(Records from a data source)
+--

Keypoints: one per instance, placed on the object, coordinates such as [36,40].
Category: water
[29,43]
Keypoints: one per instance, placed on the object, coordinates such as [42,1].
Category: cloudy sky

+--

Every entry in the listing must be retyped exactly.

(THE REPLY)
Keypoints: one per instance, placed on the object, coordinates such as [36,40].
Category: water
[29,43]
Keypoints: one per instance, placed on the object, coordinates such as [42,1].
Category: cloudy sky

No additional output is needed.